En 1958, alors que les États-Unis et l'URSS s'apprêtent à signer un moratoire d'un an sur les essais nucléaires – on vit une certaine détente –, le gouvernement de la IVe République dirigé par Félix Gaillard décide au contraire d'accélérer la coopération entre les ingénieurs civils du CEA et les militaires pour obtenir au plus vite la bombe. L'horizon fixé impose la date du début de l'année 1960. Le 22 juillet, deux mois après son arrivée au pouvoir, de Gaulle confirme définitivement cette politique, lui, le fondateur du CEA au lendemain de la guerre, qui a fait du nucléaire le fondement même de sa politique de défense, un instrument politique de l'indépendance de la France, un atout diplomatique. Le sous-texte du pouvoir actuel sur les essais est le suivant : la France doit sa puissance actuelle à une Algérie qu'elle a contaminée, contamination qui serait le dernier volet, durable, même éternelle, de la souillure coloniale de la terre algérienne. Comment mieux développer le motif de colonisation criminelle qu'en rappelant que la France, évidemment criminelle, procéda à plusieurs Hiroshima sur le territoire sacré ?

Protestations

Très vite, ces premiers essais Gerboise, en 1960, en pleine guerre d'Algérie, alors que la France est isolée sur le plan diplomatique, déclenchent de très vives protestations des pays africains, notamment du Maroc qui rappelle son ambassadeur, ainsi qu'à l'ONU. L'explosion de Gerboise bleue, dont la charge est trois fois plus forte que celle d'Hiroshima, est saluée à Paris comme un triomphe, mais le pouvoir gaulliste s'engage très vite à procéder à des essais souterrains. La portée du nuage radioactif a dépassé les 150 kilomètres dans une région habitée par 2 000 Touaregs, ainsi que par un personnel militaire et civil dédié à cette fabrication, estimé à près de 10 000 personnes. Quel a été l'effet de ce nuage ? Nul ne saurait le prouver aujourd'hui, d'où la possibilité pour les deux parties d'accuser ou de se défendre.

Essais souterrains et accords

Dès la fin 1958, la solution souterraine de substitution avait été envisagée, avec des recherches de sites dans certains sommets alpins. Option abandonnée pour un retour en Algérie, dans le massif du Hoggar. Là, le 1er mai 1962, le deuxième essai, dit Béryl, laisse échapper des laves radioactives, dont deux ministres auraient été les victimes, Pierre Messmer et Gaston Palewski. Des soldats sont aussi contaminés.

§ Documents sources:
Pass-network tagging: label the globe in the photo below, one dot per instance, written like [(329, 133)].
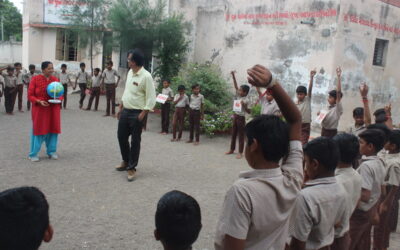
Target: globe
[(55, 90)]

§ Ensemble de consignes:
A - Répondez aux questions suivantes à partir de l'extrait sur les essais nucléaires français en Algérie :
(i) Qui dirigeait le gouvernement de la IVe République qui décida en 1958 d'accélérer la coopération entre le CEA et les militaires ?
(ii) Quelle mesure le Maroc prit-il en réaction aux essais Gerboise ?
(iii) Dans quel massif et à quelle date eut lieu l'essai dit Béryl ?
B - Recopiez fidèlement le passage de l'extrait sur les essais nucléaires français en Algérie compris entre « Très vite, ces » et « de se défendre. », ces deux bornes incluses.
C - Prolongez le texte sur les essais nucléaires français en Algérie à partir de l'endroit où il s'arrête.

§ Réponses aux consignes:
A -
(i) Félix Gaillard.
(ii) Il rappela son ambassadeur.
(iii) Dans le massif du Hoggar, le 1er mai 1962.

B -
Très vite, ces premiers essais Gerboise, en 1960, en pleine guerre d'Algérie, alors que la France est isolée sur le plan diplomatique, déclenchent de très vives protestations des pays africains, notamment du Maroc qui rappelle son ambassadeur, ainsi qu'à l'ONU. L'explosion de Gerboise bleue, dont la charge est trois fois plus forte que celle d'Hiroshima, est saluée à Paris comme un triomphe, mais le pouvoir gaulliste s'engage très vite à procéder à des essais souterrains. La portée du nuage radioactif a dépassé les 150 kilomètres dans une région habitée par 2 000 Touaregs, ainsi que par un personnel militaire et civil dédié à cette fabrication, estimé à près de 10 000 personnes. Quel a été l'effet de ce nuage ? Nul ne saurait le prouver aujourd'hui, d'où la possibilité pour les deux parties d'accuser ou de se défendre.

C -
Quelques semaines plus tôt, une clause des accords d'Alger signés à Évian a prévu la tenue d'essais souterrains français en Algérie pendant cinq ans, durée approximative estimée pour construire des bases d'essais en Polynésie, destination qui a été retenue fin 1961, le nom de Mururoa apparaissant alors après une préférence donnée à d'autres îles. Le pouvoir algérien souhaite-t-il remettre en cause ces accords ? Lorsque les Français s'en vont en 1967 – mais ils continueront toujours, en accord avec le gouvernement algérien, à mener des essais chimiques en 1978 sur le site secret de B2-Namous, à l'ouest de l'Algérie –, l'armée française procède au nettoyage et à l'obturation des galeries. Elle a toujours estimé avoir fait le nécessaire, mais a-t-elle été aussi scrupuleuse que la Grande-Bretagne qui a nettoyé les lieux en Australie (Monte Bello, Maralinga) à plusieurs reprises entre 1967 et 2000 ?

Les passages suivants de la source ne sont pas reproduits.